DIRECTIONS:
Reproduce every line of the listing below word for word, leaving out the picture lines.

[Object position labeling listing]
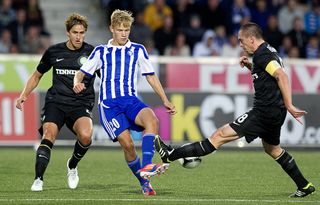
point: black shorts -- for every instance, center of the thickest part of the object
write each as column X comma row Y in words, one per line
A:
column 264, row 123
column 63, row 114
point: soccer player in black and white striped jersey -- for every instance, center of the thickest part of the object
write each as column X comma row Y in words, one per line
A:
column 62, row 105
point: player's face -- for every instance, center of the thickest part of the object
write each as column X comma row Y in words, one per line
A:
column 76, row 36
column 120, row 35
column 246, row 42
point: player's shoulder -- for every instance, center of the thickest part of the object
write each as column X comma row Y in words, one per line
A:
column 57, row 46
column 88, row 46
column 138, row 45
column 265, row 49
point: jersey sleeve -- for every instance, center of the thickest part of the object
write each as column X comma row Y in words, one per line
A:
column 44, row 64
column 93, row 63
column 144, row 62
column 268, row 62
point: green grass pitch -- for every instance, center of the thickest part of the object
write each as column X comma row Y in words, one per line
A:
column 226, row 177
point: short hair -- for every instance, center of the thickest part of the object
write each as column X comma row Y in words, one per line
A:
column 252, row 29
column 119, row 17
column 76, row 19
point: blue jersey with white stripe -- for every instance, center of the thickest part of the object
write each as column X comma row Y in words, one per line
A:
column 119, row 66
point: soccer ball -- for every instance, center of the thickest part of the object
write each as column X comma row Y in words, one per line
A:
column 190, row 162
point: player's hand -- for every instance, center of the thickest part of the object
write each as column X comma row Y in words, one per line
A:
column 244, row 61
column 79, row 87
column 171, row 109
column 19, row 102
column 296, row 113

WORKED SOLUTION:
point: black shorts -- for every instance, center of the thickest part of the object
write each as column X comma row Y in words, one per line
A:
column 264, row 123
column 63, row 114
point: soccer player in black and white striped jersey -- for every instance, center of the thickest part of the object
write each as column X comma row Y in words, one per line
A:
column 62, row 105
point: player's face -- for every instance, center of the thickest part of the object
write each as column X comma row Y in words, one per line
A:
column 76, row 36
column 120, row 35
column 246, row 42
point: player's shoulder -- for every instance, center of the thickest part of the object
write each as column X comma row Y in words, one per line
A:
column 57, row 46
column 88, row 46
column 138, row 45
column 265, row 49
point: jersey sleeve -- for every instance, center of the thickest part of the object
write each as column X comma row Y in words, one per line
A:
column 44, row 64
column 93, row 63
column 144, row 62
column 268, row 62
point: green grass pitch -- for every instance, center of the thickest part of the object
write each as column X comma row Y in words, one per line
A:
column 226, row 177
point: short hair -- for every instance, center of the thickest part of the object
write each as column X comma row Y in words, one per line
A:
column 252, row 29
column 119, row 17
column 76, row 19
point: blue jersey with white stripe -- for every instance, center of the thickest part of the object
write each as column X comma row Y in words, one per line
A:
column 119, row 66
point: soccer ball -- for every instance, center of the thickest part of the object
write each as column X comma row Y in words, one per line
A:
column 190, row 162
point: player's hand -- for every instance, center of the thickest part of the object
write each as column X comma row Y in words, one per line
A:
column 244, row 61
column 79, row 87
column 171, row 109
column 19, row 102
column 296, row 113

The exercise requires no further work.